CSIRO scientists have confirmed the hybridisation of two of the world’s major pest species, into a new and improved mega-pest.

One of the pests, the cotton bollworm, is widespread in Africa, Asia and Europe and causes damage to over 100 crops, including corn, cotton, tomato and soybean.

The damage and controlling the pest costs billions of dollars a year.

It is extremely mobile and has developed resistance to all pesticides used against it.

The other pest, the corn earworm, is a native of the Americas and has comparatively limited resistance and host range.

However, the combination of the two, in a novel hybrid with unlimited geographical boundaries is cause for major concern.

The CSIRO researchers in a paper published in the Proceedings of the National Academy of Sciences of the USA  provides clear evidence of the hybridisation of the two moths in Brazil.

“A hybrid such as this could go completely undetected should it invade another country. It is critical that we look beyond our own backyard to help fortify Australia’s defense and response to biosecurity threats,” Research Director leading CSIRO’s Biosecurity Risk Evaluation and Preparedness Program Dr Paul De Barro said.

“As Australia’s national science agency, we are constantly looking for new ways to protect the nation and technology like genome sequencing, is helping to tip the scales in our favour.”

While a combination of insecticides currently controls these pests well in Australia, it is important to study the pests themselves for sustainable long-term management world-wide.

The scientists confirmed that among the group of caterpillars studied, every individual was a hybrid.

TASK SET:
a – According to the pest excerpt, in which country did the researchers find clear evidence that the two moths had hybridized?
b – Set down the stretch of the pest excerpt from "One of the pests, the" through "used against it.", word for word.

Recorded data
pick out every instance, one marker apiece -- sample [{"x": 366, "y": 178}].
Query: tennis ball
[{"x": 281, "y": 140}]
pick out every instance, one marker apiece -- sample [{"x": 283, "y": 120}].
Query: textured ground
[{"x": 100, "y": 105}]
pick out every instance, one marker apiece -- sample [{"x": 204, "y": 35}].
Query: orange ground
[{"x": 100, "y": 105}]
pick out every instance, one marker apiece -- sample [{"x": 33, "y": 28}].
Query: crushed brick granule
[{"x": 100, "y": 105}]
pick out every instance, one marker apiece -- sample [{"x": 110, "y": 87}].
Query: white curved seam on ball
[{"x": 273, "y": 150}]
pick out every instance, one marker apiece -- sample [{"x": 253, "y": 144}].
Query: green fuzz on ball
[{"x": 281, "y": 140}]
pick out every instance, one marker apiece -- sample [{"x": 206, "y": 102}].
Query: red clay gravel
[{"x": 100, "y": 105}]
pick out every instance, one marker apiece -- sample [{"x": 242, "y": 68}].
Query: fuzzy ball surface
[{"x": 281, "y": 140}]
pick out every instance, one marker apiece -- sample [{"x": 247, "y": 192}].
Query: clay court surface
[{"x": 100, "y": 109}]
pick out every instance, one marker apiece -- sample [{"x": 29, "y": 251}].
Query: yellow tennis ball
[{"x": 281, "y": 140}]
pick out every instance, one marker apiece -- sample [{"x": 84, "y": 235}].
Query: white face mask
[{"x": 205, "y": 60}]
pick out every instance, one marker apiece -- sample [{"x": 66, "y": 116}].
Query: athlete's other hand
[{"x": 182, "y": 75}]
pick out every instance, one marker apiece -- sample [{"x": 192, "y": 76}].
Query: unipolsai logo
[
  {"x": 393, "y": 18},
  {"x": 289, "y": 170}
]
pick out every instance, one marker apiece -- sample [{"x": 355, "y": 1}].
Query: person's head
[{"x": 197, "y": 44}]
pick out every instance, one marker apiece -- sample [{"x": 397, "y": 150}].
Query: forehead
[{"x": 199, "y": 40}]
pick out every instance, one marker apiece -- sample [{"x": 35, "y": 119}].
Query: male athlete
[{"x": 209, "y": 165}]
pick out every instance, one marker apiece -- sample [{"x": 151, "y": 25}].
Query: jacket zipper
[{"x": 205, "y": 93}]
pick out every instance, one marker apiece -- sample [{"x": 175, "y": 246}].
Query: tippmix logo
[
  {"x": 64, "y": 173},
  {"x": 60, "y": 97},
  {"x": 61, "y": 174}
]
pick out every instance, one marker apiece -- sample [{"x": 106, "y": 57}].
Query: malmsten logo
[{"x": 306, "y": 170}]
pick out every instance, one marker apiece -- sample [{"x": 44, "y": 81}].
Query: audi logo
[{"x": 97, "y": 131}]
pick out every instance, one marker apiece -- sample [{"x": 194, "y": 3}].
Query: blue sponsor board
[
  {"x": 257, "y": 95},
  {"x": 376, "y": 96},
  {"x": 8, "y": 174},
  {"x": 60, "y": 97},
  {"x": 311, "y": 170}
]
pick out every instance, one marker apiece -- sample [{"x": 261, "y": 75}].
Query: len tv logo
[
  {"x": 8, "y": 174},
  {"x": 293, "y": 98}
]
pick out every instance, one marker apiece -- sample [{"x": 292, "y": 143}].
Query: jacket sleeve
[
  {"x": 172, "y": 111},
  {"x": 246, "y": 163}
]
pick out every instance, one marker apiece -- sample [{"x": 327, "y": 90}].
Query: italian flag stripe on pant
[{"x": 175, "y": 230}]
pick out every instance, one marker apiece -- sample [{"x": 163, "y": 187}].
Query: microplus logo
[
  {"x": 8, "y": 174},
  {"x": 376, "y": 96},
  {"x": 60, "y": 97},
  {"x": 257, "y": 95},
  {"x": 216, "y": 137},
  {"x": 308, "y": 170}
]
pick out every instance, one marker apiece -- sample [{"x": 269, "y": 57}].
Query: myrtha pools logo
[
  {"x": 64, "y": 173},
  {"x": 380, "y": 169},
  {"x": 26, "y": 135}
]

RESPONSES FOR EACH TASK:
a – Brazil

b –
One of the pests, the cotton bollworm, is widespread in Africa, Asia and Europe and causes damage to over 100 crops, including corn, cotton, tomato and soybean.

The damage and controlling the pest costs billions of dollars a year.

It is extremely mobile and has developed resistance to all pesticides used against it.